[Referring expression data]
——————————
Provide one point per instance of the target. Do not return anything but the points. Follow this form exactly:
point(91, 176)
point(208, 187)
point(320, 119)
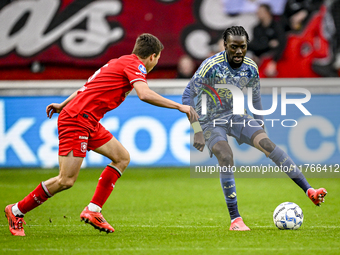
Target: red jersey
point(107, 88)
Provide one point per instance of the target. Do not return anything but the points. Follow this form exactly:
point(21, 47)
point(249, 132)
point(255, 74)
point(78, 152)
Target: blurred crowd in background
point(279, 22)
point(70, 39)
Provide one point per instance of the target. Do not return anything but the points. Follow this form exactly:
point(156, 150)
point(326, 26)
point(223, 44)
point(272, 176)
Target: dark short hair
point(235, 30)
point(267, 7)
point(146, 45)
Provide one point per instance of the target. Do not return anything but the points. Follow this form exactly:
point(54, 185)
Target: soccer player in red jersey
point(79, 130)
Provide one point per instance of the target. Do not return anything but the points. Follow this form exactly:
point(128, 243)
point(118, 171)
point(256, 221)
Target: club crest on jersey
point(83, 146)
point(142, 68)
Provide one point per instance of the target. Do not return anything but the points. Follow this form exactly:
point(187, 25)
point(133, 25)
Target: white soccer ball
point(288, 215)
——————————
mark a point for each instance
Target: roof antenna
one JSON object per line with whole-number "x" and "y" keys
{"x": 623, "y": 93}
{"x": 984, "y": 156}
——————————
Could you transcribe the entries above word for word, from the line with "Target: red jersey" down to the line with "point(272, 176)", keeping both?

Target: red jersey
point(107, 88)
Provide one point per instance of the target. Do not return anything but the points. Follow this form exactly:
point(21, 47)
point(249, 132)
point(255, 74)
point(78, 152)
Target: blurred crowd in background
point(279, 22)
point(70, 39)
Provide one point per instance of the target. Do not return anything but the points. Follow this form exactly:
point(156, 150)
point(326, 26)
point(223, 44)
point(272, 176)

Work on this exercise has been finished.